Exercise goal: Among the entries below, find each line holding "glove" and return it.

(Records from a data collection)
★ ★ ★ ★

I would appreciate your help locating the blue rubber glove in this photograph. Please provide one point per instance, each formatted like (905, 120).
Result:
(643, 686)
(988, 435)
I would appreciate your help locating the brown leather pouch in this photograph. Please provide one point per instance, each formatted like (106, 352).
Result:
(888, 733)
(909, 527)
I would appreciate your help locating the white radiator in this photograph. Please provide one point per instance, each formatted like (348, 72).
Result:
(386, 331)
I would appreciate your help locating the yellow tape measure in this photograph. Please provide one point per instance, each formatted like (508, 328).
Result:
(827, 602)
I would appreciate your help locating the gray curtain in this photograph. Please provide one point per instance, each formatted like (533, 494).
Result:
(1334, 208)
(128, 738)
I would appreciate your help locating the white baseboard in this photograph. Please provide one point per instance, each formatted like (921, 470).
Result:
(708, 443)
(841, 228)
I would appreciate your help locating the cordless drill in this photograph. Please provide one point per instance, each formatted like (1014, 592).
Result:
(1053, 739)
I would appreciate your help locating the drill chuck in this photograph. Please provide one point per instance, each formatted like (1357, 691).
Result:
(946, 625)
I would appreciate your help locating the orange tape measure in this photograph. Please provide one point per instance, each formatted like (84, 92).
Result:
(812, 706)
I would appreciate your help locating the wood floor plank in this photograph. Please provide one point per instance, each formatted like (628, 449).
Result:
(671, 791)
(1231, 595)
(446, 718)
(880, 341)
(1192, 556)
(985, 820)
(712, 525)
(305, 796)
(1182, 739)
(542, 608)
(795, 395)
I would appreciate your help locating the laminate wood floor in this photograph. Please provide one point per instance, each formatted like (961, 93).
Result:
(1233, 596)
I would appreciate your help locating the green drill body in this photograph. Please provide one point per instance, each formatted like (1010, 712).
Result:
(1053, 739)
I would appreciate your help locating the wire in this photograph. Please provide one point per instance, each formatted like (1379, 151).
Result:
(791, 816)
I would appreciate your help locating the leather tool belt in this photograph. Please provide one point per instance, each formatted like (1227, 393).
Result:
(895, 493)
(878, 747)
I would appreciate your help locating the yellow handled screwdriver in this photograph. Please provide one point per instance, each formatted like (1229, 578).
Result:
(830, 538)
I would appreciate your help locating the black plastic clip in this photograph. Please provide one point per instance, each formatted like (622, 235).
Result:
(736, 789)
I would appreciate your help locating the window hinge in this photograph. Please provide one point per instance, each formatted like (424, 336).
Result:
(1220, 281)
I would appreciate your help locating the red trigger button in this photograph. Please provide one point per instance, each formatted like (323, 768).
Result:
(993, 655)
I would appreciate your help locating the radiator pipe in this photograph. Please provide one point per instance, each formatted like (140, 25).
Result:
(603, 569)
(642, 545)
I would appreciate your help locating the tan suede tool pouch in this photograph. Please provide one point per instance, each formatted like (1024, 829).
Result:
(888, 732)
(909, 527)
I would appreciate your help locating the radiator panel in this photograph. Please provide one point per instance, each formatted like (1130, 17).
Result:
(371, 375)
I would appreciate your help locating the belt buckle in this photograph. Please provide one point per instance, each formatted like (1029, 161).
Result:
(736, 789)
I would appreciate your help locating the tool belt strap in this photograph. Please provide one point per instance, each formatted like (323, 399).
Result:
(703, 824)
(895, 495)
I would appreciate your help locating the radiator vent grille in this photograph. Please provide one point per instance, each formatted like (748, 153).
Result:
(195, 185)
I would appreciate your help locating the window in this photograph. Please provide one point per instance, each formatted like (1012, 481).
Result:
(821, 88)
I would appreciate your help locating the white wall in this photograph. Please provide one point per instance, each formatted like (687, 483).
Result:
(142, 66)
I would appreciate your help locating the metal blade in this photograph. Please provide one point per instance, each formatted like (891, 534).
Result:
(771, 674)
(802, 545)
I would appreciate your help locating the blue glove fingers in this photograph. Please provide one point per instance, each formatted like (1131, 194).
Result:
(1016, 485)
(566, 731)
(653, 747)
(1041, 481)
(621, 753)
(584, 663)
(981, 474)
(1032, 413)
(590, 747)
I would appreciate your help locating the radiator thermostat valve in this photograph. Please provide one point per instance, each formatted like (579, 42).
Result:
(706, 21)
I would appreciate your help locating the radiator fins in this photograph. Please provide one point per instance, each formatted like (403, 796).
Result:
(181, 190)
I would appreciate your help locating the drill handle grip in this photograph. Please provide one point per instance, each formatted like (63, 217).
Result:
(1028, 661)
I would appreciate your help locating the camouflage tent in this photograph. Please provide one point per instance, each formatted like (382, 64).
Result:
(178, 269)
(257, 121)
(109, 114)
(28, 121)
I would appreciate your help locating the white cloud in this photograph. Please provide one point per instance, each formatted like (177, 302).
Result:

★ ★ ★ ★

Answer to this problem:
I would appreciate your help locating the blue rubber glove in this photograph. Please provide one point per instance, each formatted like (905, 120).
I would appreciate your help locating the blue glove fingers in this photograph. Please provide one point per instance, each formatted like (1131, 194).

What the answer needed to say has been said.